- Your assignment
Quote the records below in full, exactly as given, with the images taken out.

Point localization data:
--- START ---
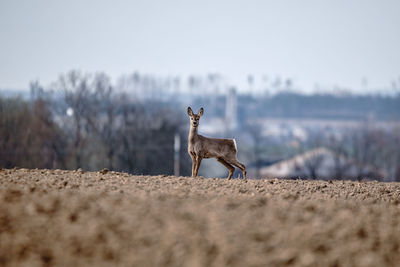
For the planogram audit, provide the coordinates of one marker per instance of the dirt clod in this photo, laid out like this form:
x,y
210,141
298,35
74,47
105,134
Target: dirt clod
x,y
68,218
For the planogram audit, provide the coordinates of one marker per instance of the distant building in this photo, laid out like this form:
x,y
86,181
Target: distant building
x,y
321,163
231,110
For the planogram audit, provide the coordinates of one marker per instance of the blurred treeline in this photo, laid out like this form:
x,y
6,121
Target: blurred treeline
x,y
83,122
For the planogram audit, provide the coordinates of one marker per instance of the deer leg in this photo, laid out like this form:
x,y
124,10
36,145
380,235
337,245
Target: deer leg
x,y
230,168
197,165
236,163
193,164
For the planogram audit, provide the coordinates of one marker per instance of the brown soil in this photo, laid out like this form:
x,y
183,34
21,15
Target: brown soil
x,y
75,218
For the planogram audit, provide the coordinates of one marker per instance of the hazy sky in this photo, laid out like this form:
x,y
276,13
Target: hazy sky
x,y
314,42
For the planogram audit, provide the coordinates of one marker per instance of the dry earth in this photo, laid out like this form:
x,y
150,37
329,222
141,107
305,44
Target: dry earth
x,y
75,218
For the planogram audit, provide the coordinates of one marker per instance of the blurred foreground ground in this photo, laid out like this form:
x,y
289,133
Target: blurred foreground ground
x,y
67,218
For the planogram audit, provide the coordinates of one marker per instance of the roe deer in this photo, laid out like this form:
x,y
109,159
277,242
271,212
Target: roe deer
x,y
199,147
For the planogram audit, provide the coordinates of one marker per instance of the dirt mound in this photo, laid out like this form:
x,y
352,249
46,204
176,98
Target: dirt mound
x,y
64,218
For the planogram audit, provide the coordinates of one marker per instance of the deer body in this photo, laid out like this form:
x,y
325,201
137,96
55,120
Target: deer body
x,y
199,147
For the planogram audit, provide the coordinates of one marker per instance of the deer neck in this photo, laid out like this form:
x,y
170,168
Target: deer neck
x,y
193,133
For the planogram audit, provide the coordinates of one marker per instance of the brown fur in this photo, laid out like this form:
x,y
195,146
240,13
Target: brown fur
x,y
199,147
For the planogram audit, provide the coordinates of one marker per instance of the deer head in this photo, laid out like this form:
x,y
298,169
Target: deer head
x,y
195,118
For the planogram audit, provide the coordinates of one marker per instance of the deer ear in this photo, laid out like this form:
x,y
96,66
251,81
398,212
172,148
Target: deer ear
x,y
201,111
190,111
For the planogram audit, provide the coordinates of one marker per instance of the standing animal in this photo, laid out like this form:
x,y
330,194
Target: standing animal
x,y
199,147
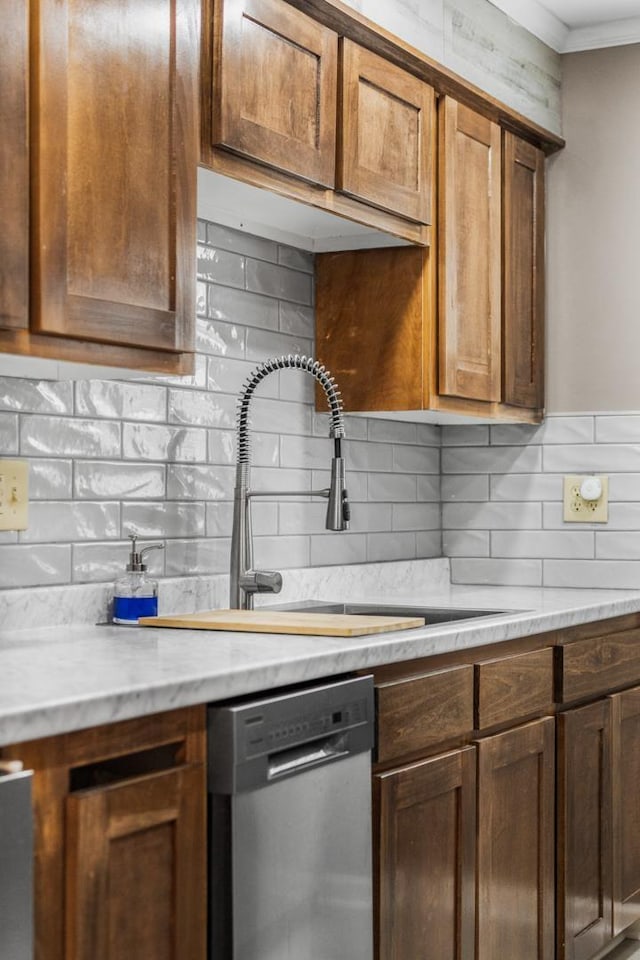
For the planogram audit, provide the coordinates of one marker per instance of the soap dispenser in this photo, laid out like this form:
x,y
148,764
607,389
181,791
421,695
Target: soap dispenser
x,y
135,594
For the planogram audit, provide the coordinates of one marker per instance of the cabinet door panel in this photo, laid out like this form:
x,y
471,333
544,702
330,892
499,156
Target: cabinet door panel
x,y
14,167
135,868
626,813
275,83
516,844
584,831
469,320
523,273
386,124
425,886
115,166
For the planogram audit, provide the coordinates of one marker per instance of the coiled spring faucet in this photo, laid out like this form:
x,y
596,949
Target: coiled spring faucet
x,y
245,581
--- END ---
- Output
For the planogram audit, provide the coordinates of one marker per instance of the dirt clod in this photo, laid out like this form:
x,y
210,141
298,35
74,47
105,134
Target: dirt clod
x,y
68,218
For the planogram audit, provide the coordinates of one marker per instance of the distant building in this photo, laid out like this form:
x,y
86,181
Target: distant building
x,y
321,163
231,110
For the planogram audit, provide the coordinates of one marker per instance of the blurred treeline in this photo, laid out like this form:
x,y
6,121
Target: blurred treeline
x,y
83,122
For the planogram audit, provide the coordinates of one marker per instance of the deer leg in this photo, laid out like this form:
x,y
124,10
36,145
380,235
337,245
Target: deer leg
x,y
230,168
197,165
236,163
193,164
For the planogram audit, provide the coordinates of one marker per instance of the brown soil in this photo, laid out like this form:
x,y
183,34
21,15
Target: brown soil
x,y
75,218
For the planogram audit, provide the coordinates of one marker per instance of the hazy sky in this photo, laid out like this form:
x,y
276,13
Target: hazy sky
x,y
314,42
For the planogram audit, provide the coordinates of one marker per instance of the dry earth in this photo, laid out like this form:
x,y
150,37
329,222
141,107
305,44
Target: dry earth
x,y
75,218
For the planogram audit, provide the coordinates of one marker per instance of the blurred foreground ground in this photo, laid out like this form:
x,y
289,133
Target: blurred foreground ground
x,y
67,218
For the planogram audit, provide the coordinates of one marker per instance of the roe deer in this photo, laid out like this form:
x,y
109,159
277,242
271,212
Target: roe deer
x,y
199,147
For the planogram audit, provide the coordinates of one marker per instance of the dirt mound in this photo, laid out like this form:
x,y
352,249
46,204
176,98
Target: dirt mound
x,y
64,218
For the planogram audit, provide the coordinates of one marker per instance of the deer body in this photo, laid out like this form:
x,y
325,201
137,96
55,120
Target: deer body
x,y
199,147
For the planogram audit, provide the coordinates of one marker per instance of the deer neck in this photo, laid out like this form:
x,y
170,168
Target: deer neck
x,y
193,133
For the planogram audit, provide the coordinates of one marker per instance of the brown fur in this photo, laid out like this form:
x,y
195,146
240,13
Target: brown fur
x,y
199,147
For the planogram audit, provide the coordinates of one marker per instance of the deer head in this photo, laid out like this form:
x,y
298,169
Target: deer head
x,y
195,118
For the planogram audit, provide the coordinates of one marker per instance of the deer ear in this photo, laid out like this form:
x,y
96,66
251,81
398,212
172,148
Target: deer ear
x,y
201,111
190,111
For the planogram audit, provide the coordinates of one marker per instance of the standing animal in this photo, laid out like this form:
x,y
330,194
Target: standing animal
x,y
199,147
For the planogram audit, provide the coordinates of one marker per instance of the soap dispenser in this photo, laid out like this form:
x,y
148,764
607,389
181,791
421,695
Target: soap dispenser
x,y
135,594
For the planogram audit, provide the coordinates of one marker per instance of the cabinet door panel in this photo, laid out like this form:
x,y
471,333
544,702
330,892
499,156
Target: cabinet door panel
x,y
14,167
135,868
626,813
275,83
516,844
584,831
469,320
523,273
386,124
425,886
115,166
For the planogram audit, provide the coordinates of one marker per instance of the coiled spring faucet in this photo, laid out like this form:
x,y
596,949
Target: coiled spring faucet
x,y
245,581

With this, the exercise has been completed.